··· EXTRACTED RECORDS

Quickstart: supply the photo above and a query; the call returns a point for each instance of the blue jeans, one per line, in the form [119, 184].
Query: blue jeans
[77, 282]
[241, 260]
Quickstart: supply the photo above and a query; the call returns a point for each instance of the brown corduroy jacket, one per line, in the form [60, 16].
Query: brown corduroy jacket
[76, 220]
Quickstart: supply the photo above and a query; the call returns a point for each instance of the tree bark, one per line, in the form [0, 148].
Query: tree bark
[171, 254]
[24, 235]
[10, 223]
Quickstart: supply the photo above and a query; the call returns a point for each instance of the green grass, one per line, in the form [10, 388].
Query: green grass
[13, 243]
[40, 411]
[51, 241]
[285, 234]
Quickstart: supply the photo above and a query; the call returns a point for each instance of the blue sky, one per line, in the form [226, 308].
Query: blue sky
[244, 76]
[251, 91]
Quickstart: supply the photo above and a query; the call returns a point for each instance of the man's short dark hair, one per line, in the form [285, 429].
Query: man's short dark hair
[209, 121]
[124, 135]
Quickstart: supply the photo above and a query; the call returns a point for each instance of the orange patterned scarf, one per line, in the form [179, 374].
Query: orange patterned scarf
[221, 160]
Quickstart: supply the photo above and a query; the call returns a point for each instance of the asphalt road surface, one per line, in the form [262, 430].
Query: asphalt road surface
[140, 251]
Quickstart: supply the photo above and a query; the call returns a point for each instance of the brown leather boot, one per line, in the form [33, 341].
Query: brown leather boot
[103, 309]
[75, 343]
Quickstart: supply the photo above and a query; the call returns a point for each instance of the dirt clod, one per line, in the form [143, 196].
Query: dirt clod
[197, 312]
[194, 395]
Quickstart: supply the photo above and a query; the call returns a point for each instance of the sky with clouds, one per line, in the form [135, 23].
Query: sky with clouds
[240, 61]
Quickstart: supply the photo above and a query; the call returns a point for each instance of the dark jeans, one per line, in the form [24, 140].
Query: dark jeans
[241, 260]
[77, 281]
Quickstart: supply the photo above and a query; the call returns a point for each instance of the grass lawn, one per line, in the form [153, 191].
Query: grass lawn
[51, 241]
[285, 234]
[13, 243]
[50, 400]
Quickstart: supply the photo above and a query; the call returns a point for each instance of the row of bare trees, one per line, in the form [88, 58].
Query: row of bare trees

······

> **THE PROBLEM**
All of the records above should be copied exactly.

> **COMPLETED EXERCISE**
Quickstart: supply the photo above and a query; the call returns a point for each instance of the blue jeans, one per line, in the form [119, 184].
Query: blue jeans
[77, 282]
[241, 260]
Quickstart: supply the photo above and a query; the call returns a point for each instance of the brown corduroy jacket, one per line, in the form [60, 16].
Query: brown corduroy jacket
[76, 220]
Quickstart: supply the photo above and a query; the call returns a point for each instance of the tree bark, one per line, in the form [0, 148].
Query: tree bark
[171, 254]
[24, 235]
[10, 223]
Quickstart: supply the photo above and a query; the call returns a point for each instance of the green grass, one per line, in the form [10, 388].
Query: green grass
[13, 243]
[40, 411]
[51, 241]
[285, 234]
Quickstart: supply the photo above and a query; the call returns a point for each instance of the blue sky, one per line, in the form [226, 308].
Query: blue sky
[244, 76]
[251, 91]
Quickstart: supply the photo above and a query; the call returns a point for each instance of the man's short dark hair, one per line, in the form [285, 429].
Query: man's short dark hair
[209, 121]
[124, 135]
Quickstart: supply the photo above and a query; the call returns a point for each instance of the orange patterned scarf, one per line, in the form [179, 374].
Query: orange patterned scarf
[221, 160]
Quickstart: supply the photo above and a query; the call returns a point for each instance of the asphalt road surface, one per line, in the form [262, 430].
Query: asphalt road surface
[140, 251]
Quickstart: supply the photo above and a query; the call returns a point for each instance of the brown leather boot, one per line, in the form [33, 341].
Query: brown leather boot
[103, 309]
[75, 343]
Quickstart: supply the photo above and a query; the call returns a point for each instance of the dirt clod, one per line, in the form [143, 196].
Query: dirt clod
[197, 312]
[194, 395]
Quickstart: supply the photo above and a query; the call returns a point for each instance of the sky with clouds, one per line, in the form [135, 23].
Query: sky with clouds
[240, 61]
Quickstart: supply the photo above and a query; the call returns a point for each instance of the dark jeans, one per line, in the form [24, 140].
Query: dark jeans
[241, 260]
[77, 281]
Quickstart: supply the photo above and a query; the call returns a point for each instance of the grass lawn, one per line, in the form [153, 191].
Query: grass lawn
[51, 241]
[285, 234]
[13, 243]
[50, 400]
Quickstart: supply the photo above and a query; the call returns a point for each instance of the row of bare trees, one per line, in the form [88, 58].
Query: row of bare trees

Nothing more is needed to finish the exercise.